[start Selected extract]

The so-called ‘English problem’ is not only one of culture and identity, but also – profoundly – one of democracy.  

And we need to ask ourselves what kind of England do we want now and in the future, either within the United Kingdom or as an independent state, a reborn Kingdom of England? 

Will it be a smaller, diminished version of what we have now? Will imperial delusions and exceptionalism continue to shape its sense of itself? Will it be inward-looking, resentful of lost glories, held back by social and economic injustice, and run for the benefit of a narrow elite? 

Or could it become a genuine democracy, confident, outward-looking, inclusive and recognise our future necessarily involves being part of Europe? 

These questions have taken on an even greater urgency as xenophobic nationalism continues its rise across Europe, from the success of the Sweden Democrats and True Finns to the growth of the far-right in France, Italy and Hungary.  

At the same time, propelled by the outcome of the Brexit Referendum and the 2019 General Election, in the UK the populist-right strengthens its grip on an increasingly extreme and out-of-touch Conservative Party.

[end Selected extract]
[start Material supplied]

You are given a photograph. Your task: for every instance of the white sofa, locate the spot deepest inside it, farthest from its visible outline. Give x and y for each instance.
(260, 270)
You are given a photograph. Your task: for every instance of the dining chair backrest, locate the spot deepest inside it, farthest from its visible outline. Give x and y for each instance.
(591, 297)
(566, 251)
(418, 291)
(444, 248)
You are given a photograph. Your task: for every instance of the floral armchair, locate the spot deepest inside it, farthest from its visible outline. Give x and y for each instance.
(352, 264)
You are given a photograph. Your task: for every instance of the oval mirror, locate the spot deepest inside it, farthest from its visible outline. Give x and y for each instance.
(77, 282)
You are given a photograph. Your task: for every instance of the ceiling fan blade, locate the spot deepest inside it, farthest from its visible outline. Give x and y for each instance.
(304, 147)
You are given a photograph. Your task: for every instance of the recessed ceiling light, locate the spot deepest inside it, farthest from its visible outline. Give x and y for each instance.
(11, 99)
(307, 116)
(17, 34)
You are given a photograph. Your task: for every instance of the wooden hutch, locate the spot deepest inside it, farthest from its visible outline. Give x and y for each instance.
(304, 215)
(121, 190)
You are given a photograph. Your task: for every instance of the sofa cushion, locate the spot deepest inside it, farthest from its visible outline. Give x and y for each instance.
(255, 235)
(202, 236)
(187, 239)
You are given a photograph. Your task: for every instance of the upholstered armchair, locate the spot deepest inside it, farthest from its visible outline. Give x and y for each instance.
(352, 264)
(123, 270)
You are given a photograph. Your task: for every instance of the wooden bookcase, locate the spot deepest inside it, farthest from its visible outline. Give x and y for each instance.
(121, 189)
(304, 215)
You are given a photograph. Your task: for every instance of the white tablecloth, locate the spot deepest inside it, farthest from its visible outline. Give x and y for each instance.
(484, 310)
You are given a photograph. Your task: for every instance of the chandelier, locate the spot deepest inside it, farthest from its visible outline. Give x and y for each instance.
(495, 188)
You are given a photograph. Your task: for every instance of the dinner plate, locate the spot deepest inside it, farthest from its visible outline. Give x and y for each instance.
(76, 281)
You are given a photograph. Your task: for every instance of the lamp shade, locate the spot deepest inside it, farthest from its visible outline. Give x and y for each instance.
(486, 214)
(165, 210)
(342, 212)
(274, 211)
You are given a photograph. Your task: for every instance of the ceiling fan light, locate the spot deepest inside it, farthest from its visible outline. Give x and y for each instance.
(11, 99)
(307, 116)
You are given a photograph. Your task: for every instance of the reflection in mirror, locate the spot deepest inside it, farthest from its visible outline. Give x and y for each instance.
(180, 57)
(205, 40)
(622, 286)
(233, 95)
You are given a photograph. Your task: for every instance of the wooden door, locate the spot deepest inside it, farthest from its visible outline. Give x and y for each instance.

[end Material supplied]

Stated goal A
In the passage on the English problem, which two parties are given as examples of the success of xenophobic nationalism?
Stated goal B
Set down the part of the passage on the English problem starting at "Will it be a" and ending at "out-of-touch Conservative Party.".
The records aren't needed for this work.

Written response A
The Sweden Democrats and True Finns.

Written response B
Will it be a smaller, diminished version of what we have now? Will imperial delusions and exceptionalism continue to shape its sense of itself? Will it be inward-looking, resentful of lost glories, held back by social and economic injustice, and run for the benefit of a narrow elite? 

Or could it become a genuine democracy, confident, outward-looking, inclusive and recognise our future necessarily involves being part of Europe? 

These questions have taken on an even greater urgency as xenophobic nationalism continues its rise across Europe, from the success of the Sweden Democrats and True Finns to the growth of the far-right in France, Italy and Hungary.  

At the same time, propelled by the outcome of the Brexit Referendum and the 2019 General Election, in the UK the populist-right strengthens its grip on an increasingly extreme and out-of-touch Conservative Party.